- _TASK DIRECTIONS_: Copy out, word for word, the stretch of the data below from the line containing "Find the shoulder" through the line containing "[(102, 46)]", leaving out any pictures.

(Data in a dataset)
>>>
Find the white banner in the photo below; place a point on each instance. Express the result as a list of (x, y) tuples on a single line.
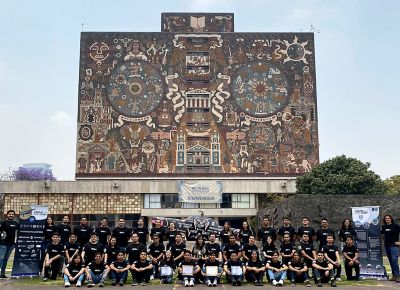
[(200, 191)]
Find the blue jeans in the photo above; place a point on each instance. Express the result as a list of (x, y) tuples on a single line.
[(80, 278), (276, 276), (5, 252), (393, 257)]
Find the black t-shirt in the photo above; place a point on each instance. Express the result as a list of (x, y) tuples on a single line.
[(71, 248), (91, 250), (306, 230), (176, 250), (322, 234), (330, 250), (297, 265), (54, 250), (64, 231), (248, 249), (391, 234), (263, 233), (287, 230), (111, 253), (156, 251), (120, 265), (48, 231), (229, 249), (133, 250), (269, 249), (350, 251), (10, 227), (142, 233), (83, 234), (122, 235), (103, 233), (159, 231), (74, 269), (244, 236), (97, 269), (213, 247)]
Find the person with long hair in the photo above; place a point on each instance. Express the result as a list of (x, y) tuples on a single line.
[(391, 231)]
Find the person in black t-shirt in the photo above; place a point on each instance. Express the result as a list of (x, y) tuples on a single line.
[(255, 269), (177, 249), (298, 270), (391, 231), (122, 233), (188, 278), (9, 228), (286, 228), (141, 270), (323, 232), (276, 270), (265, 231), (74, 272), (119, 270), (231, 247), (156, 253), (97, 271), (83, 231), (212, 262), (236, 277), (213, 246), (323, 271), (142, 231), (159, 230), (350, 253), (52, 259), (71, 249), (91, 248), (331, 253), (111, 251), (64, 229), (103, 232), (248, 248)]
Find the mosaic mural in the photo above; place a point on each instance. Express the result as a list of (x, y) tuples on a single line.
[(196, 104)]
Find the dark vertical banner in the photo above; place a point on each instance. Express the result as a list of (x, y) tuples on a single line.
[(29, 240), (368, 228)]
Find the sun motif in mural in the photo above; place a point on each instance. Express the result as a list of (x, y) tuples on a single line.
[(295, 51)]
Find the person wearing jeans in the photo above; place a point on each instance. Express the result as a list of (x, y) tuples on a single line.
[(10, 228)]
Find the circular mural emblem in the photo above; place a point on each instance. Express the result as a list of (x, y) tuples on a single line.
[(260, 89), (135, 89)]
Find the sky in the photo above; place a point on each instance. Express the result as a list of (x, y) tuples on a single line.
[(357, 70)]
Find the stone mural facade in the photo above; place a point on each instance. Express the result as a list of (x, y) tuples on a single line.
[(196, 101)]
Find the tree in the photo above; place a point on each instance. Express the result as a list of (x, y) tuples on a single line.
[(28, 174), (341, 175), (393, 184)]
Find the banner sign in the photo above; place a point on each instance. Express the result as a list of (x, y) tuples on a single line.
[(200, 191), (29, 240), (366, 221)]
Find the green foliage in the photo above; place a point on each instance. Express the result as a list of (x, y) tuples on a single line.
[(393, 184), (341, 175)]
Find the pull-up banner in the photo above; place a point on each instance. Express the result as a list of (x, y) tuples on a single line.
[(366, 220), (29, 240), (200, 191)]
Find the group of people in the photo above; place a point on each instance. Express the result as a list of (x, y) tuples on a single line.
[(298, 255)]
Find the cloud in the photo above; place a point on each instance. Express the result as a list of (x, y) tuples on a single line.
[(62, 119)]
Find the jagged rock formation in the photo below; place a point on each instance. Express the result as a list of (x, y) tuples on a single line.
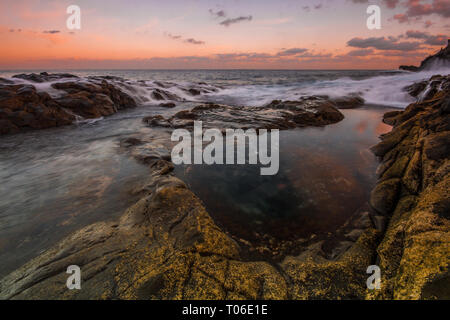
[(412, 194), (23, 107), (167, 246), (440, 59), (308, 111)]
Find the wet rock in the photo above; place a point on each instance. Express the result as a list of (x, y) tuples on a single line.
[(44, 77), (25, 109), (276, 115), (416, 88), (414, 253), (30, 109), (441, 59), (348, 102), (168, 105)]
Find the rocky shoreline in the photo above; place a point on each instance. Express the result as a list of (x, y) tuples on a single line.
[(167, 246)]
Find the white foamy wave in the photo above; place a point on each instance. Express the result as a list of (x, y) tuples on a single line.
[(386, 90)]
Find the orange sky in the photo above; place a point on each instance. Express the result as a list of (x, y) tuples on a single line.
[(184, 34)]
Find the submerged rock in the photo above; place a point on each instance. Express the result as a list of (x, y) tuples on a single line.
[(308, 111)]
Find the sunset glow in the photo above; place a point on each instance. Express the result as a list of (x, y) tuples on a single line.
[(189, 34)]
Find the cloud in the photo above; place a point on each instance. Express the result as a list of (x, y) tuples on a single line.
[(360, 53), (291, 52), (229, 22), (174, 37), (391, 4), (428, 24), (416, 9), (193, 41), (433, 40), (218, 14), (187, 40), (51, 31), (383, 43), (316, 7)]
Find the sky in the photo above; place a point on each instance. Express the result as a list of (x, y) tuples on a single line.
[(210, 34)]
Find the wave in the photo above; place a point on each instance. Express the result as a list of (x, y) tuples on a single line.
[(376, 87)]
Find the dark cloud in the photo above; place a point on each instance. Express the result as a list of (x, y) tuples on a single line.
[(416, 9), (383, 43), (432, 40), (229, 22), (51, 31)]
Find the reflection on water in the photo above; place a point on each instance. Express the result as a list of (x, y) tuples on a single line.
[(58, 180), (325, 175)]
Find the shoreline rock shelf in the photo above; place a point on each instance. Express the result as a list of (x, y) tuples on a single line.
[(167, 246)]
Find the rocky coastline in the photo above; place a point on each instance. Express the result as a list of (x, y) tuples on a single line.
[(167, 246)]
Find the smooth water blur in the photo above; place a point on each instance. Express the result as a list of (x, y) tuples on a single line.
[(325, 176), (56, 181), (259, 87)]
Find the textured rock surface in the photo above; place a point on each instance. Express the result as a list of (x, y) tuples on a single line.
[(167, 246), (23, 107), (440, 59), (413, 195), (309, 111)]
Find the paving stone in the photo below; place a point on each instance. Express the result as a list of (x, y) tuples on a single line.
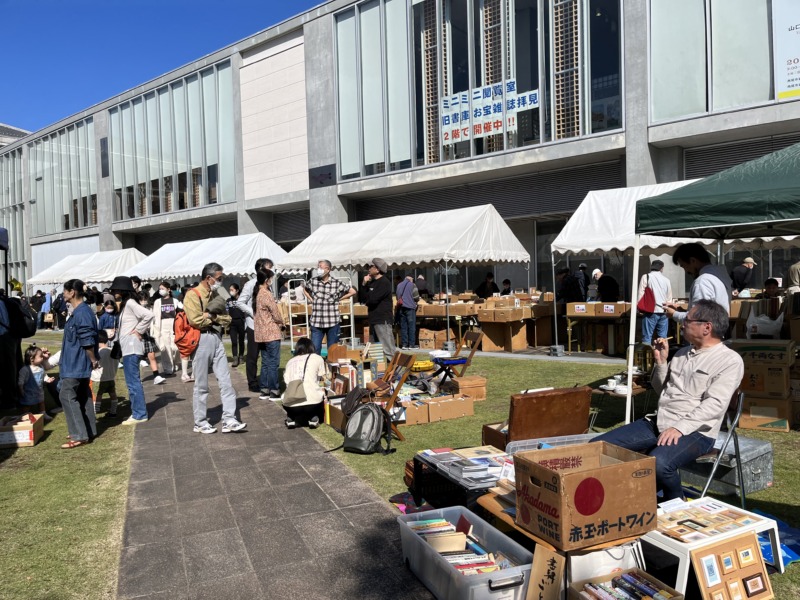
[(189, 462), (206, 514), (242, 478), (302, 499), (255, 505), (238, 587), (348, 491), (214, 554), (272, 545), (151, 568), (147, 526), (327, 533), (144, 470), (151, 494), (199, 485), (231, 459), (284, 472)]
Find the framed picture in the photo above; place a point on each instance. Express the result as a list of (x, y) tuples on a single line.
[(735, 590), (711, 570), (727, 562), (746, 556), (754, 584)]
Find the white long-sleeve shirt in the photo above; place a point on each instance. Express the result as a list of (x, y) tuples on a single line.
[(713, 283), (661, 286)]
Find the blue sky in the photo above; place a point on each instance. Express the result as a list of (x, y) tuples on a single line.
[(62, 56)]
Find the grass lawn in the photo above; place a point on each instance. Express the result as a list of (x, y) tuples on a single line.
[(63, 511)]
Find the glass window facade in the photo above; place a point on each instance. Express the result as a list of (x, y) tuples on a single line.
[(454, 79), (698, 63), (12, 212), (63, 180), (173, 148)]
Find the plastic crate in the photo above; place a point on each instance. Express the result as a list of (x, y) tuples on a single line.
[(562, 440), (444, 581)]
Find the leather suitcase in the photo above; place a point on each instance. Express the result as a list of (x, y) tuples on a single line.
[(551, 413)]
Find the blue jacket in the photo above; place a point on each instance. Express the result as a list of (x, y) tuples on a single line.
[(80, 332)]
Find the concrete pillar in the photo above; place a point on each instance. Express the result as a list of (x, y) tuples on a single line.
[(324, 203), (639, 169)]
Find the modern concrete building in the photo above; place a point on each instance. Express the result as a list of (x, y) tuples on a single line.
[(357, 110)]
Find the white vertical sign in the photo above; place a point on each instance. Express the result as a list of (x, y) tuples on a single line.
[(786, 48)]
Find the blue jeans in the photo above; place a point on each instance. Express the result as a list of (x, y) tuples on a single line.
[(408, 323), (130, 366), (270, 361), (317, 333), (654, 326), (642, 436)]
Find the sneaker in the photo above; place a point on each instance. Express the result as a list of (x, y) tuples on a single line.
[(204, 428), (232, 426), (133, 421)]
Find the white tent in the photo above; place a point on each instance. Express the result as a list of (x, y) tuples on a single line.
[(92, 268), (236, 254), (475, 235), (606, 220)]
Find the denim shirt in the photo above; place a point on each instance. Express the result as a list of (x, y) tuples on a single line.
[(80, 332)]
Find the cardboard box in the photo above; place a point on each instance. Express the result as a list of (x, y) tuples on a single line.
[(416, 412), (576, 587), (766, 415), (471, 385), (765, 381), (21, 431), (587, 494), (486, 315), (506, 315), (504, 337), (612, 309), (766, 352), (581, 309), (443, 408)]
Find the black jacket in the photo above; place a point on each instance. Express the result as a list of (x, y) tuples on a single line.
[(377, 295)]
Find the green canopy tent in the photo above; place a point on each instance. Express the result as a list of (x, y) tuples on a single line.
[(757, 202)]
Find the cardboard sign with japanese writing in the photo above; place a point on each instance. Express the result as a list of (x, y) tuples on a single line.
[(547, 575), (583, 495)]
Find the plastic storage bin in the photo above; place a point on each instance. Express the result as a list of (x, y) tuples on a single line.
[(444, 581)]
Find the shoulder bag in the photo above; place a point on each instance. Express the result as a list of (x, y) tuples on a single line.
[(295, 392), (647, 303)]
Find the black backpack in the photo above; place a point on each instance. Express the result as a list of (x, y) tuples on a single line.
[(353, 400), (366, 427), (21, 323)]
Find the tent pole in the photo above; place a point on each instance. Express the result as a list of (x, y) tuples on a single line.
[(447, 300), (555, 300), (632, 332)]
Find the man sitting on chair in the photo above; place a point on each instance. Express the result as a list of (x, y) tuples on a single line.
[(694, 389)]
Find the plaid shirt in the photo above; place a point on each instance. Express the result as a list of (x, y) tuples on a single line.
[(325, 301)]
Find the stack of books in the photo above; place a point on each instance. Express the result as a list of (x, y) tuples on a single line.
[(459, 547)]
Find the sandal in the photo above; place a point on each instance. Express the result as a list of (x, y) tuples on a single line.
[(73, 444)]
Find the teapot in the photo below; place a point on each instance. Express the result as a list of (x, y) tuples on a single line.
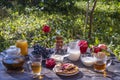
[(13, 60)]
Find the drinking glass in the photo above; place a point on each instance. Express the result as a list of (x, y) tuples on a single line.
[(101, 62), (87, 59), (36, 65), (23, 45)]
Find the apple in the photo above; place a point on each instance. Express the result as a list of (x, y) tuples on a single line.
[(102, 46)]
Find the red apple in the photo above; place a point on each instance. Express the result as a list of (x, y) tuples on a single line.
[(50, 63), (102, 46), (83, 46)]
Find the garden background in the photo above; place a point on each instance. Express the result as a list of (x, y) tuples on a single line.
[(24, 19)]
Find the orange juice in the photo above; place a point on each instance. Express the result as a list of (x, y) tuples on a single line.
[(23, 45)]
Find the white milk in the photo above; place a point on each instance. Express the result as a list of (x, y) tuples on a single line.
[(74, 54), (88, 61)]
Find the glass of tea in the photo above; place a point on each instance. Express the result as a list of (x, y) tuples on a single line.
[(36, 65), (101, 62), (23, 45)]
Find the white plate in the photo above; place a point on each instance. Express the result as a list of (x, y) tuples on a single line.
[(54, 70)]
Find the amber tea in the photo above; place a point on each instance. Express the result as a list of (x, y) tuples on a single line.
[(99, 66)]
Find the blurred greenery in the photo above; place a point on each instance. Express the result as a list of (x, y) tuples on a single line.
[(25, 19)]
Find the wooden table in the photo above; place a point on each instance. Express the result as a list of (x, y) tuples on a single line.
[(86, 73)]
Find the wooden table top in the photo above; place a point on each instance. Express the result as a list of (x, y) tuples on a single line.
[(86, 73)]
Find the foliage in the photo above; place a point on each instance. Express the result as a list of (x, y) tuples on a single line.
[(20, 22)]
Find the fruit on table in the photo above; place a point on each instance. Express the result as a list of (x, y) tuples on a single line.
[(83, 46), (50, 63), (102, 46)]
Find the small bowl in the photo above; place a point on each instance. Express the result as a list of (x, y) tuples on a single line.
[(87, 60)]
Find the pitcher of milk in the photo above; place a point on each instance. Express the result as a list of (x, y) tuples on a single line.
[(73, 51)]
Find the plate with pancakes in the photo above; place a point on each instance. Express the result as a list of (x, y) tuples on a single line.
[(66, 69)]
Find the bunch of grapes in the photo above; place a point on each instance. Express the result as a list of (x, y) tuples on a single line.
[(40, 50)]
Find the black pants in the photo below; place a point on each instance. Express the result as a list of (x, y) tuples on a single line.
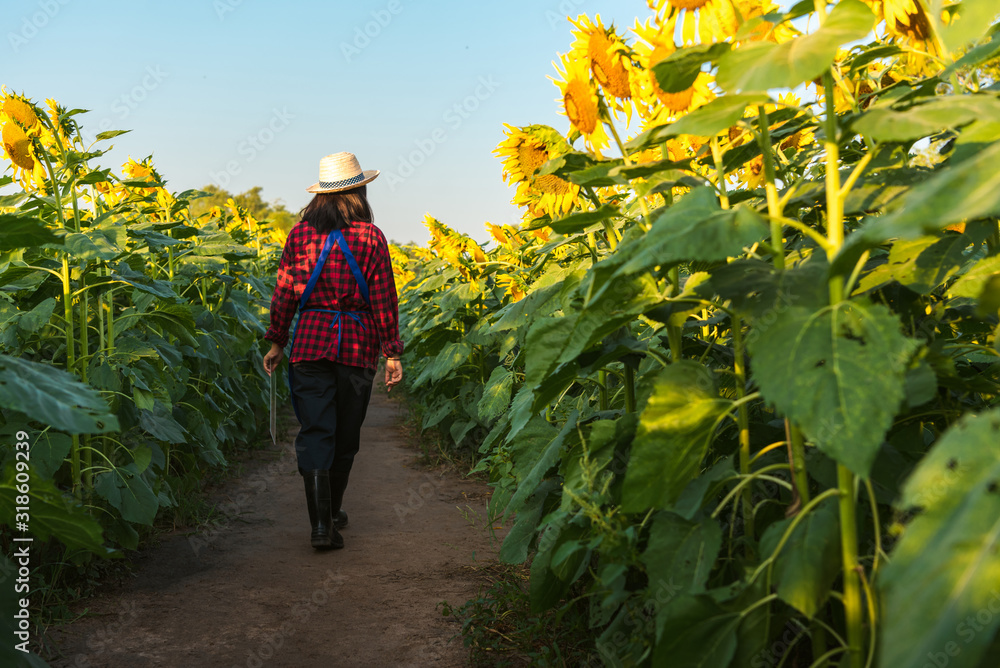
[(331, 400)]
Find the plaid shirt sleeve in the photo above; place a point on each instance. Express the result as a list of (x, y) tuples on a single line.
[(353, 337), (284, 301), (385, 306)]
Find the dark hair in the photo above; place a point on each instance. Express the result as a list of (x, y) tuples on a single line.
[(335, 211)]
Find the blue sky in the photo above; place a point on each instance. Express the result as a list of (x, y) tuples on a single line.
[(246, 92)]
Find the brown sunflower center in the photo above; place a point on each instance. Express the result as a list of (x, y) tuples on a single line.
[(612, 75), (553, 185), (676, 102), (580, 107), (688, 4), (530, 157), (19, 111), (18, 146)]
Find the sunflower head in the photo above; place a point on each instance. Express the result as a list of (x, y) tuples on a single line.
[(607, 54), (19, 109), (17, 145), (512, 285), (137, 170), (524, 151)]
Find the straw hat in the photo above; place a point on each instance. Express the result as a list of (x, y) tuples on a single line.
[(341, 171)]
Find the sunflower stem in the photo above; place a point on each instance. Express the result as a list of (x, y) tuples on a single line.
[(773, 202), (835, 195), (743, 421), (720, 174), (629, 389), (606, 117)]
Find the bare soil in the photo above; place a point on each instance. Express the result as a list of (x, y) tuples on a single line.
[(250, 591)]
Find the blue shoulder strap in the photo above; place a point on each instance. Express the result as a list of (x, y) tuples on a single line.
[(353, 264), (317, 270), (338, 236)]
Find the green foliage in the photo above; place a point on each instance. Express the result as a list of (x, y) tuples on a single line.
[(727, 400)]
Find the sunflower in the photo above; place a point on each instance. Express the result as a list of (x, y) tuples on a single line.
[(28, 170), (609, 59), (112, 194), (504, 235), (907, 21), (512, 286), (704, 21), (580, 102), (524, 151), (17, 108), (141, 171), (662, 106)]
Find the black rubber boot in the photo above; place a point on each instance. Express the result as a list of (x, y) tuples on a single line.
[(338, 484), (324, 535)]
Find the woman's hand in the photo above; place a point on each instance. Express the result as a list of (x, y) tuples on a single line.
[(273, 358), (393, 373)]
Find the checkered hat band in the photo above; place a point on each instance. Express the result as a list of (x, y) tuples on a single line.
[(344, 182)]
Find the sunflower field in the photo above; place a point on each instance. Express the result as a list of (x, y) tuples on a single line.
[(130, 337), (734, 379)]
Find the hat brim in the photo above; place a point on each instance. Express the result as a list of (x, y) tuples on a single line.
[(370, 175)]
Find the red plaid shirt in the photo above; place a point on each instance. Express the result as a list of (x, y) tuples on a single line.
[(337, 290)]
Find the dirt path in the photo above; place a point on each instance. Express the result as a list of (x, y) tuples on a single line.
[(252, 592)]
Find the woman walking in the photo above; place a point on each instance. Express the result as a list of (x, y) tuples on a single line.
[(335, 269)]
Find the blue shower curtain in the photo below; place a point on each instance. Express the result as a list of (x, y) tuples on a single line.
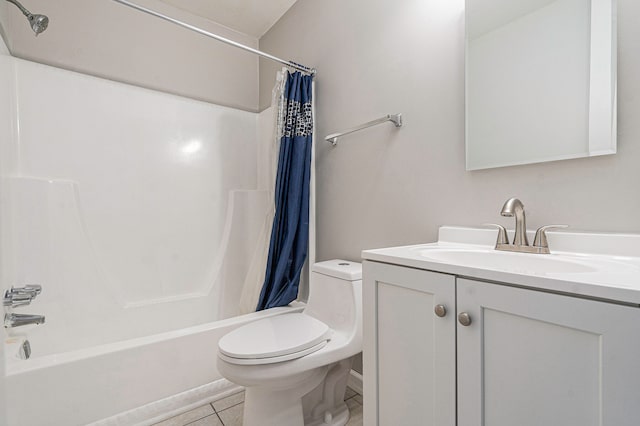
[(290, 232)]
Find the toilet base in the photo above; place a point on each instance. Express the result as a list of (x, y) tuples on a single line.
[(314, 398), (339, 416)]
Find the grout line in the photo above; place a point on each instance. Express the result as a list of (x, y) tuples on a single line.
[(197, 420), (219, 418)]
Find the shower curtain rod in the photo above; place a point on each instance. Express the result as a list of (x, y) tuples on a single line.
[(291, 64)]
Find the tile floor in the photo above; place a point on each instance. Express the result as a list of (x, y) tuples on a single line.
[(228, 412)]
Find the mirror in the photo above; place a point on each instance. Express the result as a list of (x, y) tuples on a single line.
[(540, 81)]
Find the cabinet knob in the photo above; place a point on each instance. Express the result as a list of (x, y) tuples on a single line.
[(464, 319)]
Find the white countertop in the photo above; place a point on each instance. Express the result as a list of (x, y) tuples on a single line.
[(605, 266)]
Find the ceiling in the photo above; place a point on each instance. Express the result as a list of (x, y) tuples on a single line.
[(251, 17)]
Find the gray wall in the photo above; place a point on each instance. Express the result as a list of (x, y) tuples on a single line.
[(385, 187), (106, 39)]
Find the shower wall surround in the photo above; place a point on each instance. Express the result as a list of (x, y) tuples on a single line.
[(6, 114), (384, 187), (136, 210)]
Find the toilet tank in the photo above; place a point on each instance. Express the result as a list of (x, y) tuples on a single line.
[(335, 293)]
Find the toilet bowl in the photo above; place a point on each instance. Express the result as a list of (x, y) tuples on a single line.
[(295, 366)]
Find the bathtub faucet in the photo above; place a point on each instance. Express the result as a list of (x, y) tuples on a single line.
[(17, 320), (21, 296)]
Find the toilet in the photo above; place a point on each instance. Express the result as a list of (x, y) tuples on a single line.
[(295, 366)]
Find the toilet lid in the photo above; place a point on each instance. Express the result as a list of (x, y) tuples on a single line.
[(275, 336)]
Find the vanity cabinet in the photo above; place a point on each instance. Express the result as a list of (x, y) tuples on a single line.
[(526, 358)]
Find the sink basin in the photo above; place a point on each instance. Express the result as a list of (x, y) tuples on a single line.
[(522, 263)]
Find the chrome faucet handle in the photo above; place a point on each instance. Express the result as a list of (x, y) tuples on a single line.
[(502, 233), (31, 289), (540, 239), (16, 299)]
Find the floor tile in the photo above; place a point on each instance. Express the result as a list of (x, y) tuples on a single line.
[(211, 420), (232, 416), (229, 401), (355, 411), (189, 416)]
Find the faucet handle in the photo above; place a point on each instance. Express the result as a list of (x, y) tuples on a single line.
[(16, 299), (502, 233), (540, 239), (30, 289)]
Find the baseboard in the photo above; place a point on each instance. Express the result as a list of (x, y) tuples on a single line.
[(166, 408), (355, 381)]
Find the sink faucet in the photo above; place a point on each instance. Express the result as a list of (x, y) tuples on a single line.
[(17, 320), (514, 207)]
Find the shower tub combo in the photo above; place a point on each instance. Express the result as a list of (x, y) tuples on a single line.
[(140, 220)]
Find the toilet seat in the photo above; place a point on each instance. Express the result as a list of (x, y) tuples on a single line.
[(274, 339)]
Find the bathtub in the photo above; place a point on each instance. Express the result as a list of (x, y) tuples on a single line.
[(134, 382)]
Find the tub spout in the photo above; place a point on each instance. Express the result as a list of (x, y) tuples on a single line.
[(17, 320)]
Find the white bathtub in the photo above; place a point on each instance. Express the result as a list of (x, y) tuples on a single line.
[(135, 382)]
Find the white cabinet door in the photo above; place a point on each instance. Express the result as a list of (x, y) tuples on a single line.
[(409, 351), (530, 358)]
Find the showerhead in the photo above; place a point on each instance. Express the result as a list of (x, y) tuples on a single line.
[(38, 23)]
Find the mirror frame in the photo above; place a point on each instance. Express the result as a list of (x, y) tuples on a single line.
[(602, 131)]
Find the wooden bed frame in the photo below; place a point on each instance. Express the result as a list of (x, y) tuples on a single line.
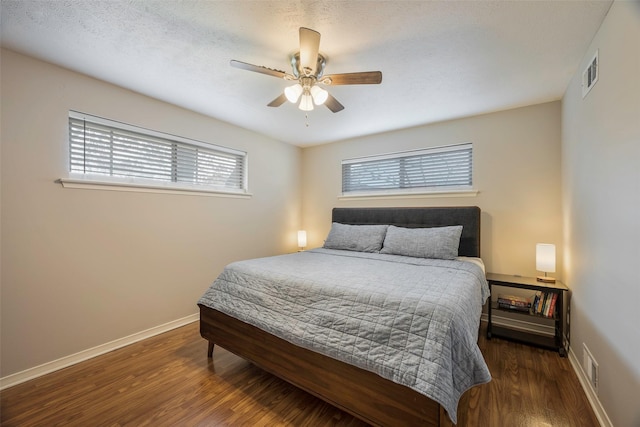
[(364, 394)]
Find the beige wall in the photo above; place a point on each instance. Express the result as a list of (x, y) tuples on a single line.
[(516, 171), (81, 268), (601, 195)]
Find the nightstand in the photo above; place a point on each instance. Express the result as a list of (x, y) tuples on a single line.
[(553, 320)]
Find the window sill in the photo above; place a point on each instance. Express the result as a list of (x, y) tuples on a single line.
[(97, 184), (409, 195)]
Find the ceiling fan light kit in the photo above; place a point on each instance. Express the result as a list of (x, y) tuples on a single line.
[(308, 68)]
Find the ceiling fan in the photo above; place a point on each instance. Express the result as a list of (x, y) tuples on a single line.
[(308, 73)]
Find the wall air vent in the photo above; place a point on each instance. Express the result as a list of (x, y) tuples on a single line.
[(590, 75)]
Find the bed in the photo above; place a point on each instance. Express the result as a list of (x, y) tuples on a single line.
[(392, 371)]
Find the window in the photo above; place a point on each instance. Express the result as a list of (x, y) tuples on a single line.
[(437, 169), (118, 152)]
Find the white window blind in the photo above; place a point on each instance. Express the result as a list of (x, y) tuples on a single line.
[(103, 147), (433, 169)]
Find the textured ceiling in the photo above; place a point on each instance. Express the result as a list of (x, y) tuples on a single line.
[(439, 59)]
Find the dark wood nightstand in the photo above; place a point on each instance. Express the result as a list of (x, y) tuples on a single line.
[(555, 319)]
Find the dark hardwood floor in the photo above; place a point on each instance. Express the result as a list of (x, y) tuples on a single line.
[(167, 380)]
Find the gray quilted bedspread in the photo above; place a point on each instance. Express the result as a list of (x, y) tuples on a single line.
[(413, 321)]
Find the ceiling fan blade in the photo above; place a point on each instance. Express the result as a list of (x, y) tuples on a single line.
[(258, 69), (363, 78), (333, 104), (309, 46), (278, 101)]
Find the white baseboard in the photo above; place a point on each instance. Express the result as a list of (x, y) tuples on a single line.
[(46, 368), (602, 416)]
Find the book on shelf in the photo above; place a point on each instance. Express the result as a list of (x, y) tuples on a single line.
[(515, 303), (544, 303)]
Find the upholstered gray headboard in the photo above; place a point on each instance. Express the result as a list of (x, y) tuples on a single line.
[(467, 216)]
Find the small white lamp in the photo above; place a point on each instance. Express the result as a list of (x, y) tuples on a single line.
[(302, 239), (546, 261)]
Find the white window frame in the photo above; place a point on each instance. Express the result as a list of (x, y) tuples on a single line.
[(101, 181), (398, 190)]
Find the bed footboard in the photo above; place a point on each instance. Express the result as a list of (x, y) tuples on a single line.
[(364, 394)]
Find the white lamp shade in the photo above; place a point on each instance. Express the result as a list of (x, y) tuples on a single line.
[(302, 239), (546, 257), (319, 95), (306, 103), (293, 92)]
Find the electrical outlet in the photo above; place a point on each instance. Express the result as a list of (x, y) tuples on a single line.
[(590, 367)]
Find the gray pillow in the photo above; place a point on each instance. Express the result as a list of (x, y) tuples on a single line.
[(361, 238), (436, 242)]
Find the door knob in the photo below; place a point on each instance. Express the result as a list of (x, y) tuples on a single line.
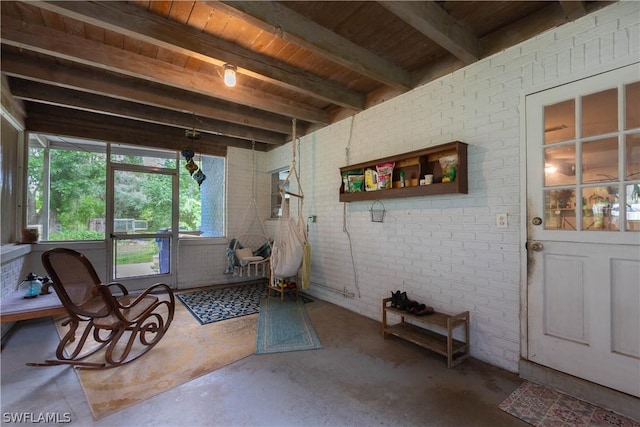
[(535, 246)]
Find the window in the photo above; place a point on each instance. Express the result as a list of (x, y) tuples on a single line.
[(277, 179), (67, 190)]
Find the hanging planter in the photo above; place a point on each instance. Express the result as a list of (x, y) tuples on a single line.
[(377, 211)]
<<<
- _OUTPUT OF THE TASK_:
Find the shoulder bag in the photo above; place a point on each instance. Express the result as a list of (x, y) tuples on a single line.
[(295, 392), (647, 303)]
Find the black backpack in the photo above; place a point on each instance. Express the result as a list of (x, y) tuples on a single line.
[(353, 400), (366, 427), (21, 323)]
Find the tent pole in the photo above; place a point on each instance. Express the result as a list of (x, y) tuples on a single line.
[(447, 300), (555, 300), (632, 332)]
Find the man sitting on chair in the photo above; place a point on each instance. Express the result as a list of (x, y) tuples on a single line.
[(694, 389)]
Find the plaid shirt in the photo above; place a point on each instance. Express the result as a list of (x, y) tuples on a single line.
[(325, 301)]
Find the stack of books in the photo above; place a point on each instance. Express the result as a list of (x, y) tuples on a single line.
[(459, 547)]
Find the sandal in the photo above; place a point on each instance. Express the result as a list of (x, y) tuples on a single line.
[(73, 444)]
Find the teapot in the photo below; place a point on each instance. Express the result as a list of (x, y) tuples on a single line.
[(13, 60)]
Find the drinking glass in the photo above; place a point on each instance. Express the result as a list of (x, y) tuples on a single line.
[(101, 62), (87, 59), (36, 65), (23, 45)]
Find the apple in the photo above; place a point on each instance. Express the result as a list of (x, y) tuples on a single line.
[(102, 46)]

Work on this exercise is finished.